▶ **Directions**:
Copy the passage of the cruise rerouting article between "Angelo Capurro, Executive" and "passengers on board.", inclusive.

▶ **Text provided**:
#####

Cruise lines: African repositioning via Cape Town not a viable Suez Canal alternative

As instability persists in the Red Sea, cruise lines are absorbing losses by avoiding the Suez Canal and sailing without passengers via South Africa—raising questions about the long-term viability of rerouting and the potential for new itineraries around Africa.

Cruise lines have been repositioning between Europe and the Middle East via Cape Town since 2023, but is it a viable long-term alternative to Suez?

The cruise industry’s global deployment strategy has been significantly impacted by ongoing security concerns in the Red Sea, with leading cruise operators opting to reroute ships around the southern tip of Africa—a costly alternative that adds weeks to repositioning itineraries and increases operating costs, especially as these cruises are predominantly sailed without passengers.

Angelo Capurro, Executive Director at MSC Cruises, confirmed during a recent panel at Arabian Travel Market (ATM) 2025 in Dubai that MSC is currently absorbing substantial financial losses as a result of the shift. 

“The Suez Canal is an issue. For us, it means $50 million lost when bringing a ship down,” he said. “But we cant use Suez yet, we prefer not to take the risk.”

In previous years, MSC Cruises repositioned between Europe and the Arabian Gulf via the Red Sea and Suez Canal. 

Now, ships like MSC World Europa—MSC’s largest vessel and a flagship in the region for the 2026/27 cruise season—are forced to sail around South Africa and West Africa, often without passengers on board. 

“That’s 35 days of sailing with no revenue,” Capurro said. “It affects our entire planning cycle.”

#####

▶ **Data block**:
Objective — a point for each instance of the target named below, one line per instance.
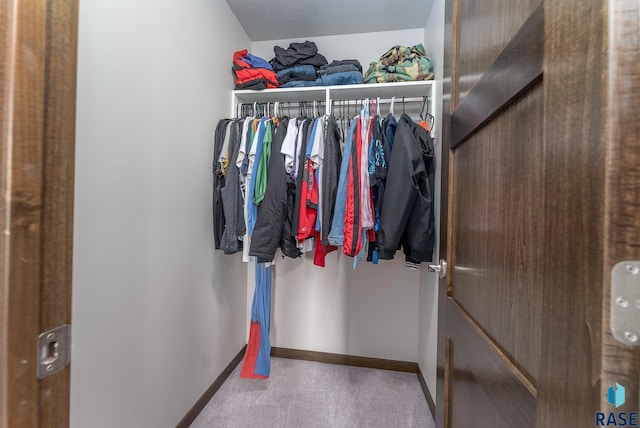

#####

▶ **Problem solution**:
Angelo Capurro, Executive Director at MSC Cruises, confirmed during a recent panel at Arabian Travel Market (ATM) 2025 in Dubai that MSC is currently absorbing substantial financial losses as a result of the shift. 

“The Suez Canal is an issue. For us, it means $50 million lost when bringing a ship down,” he said. “But we cant use Suez yet, we prefer not to take the risk.”

In previous years, MSC Cruises repositioned between Europe and the Arabian Gulf via the Red Sea and Suez Canal. 

Now, ships like MSC World Europa—MSC’s largest vessel and a flagship in the region for the 2026/27 cruise season—are forced to sail around South Africa and West Africa, often without passengers on board.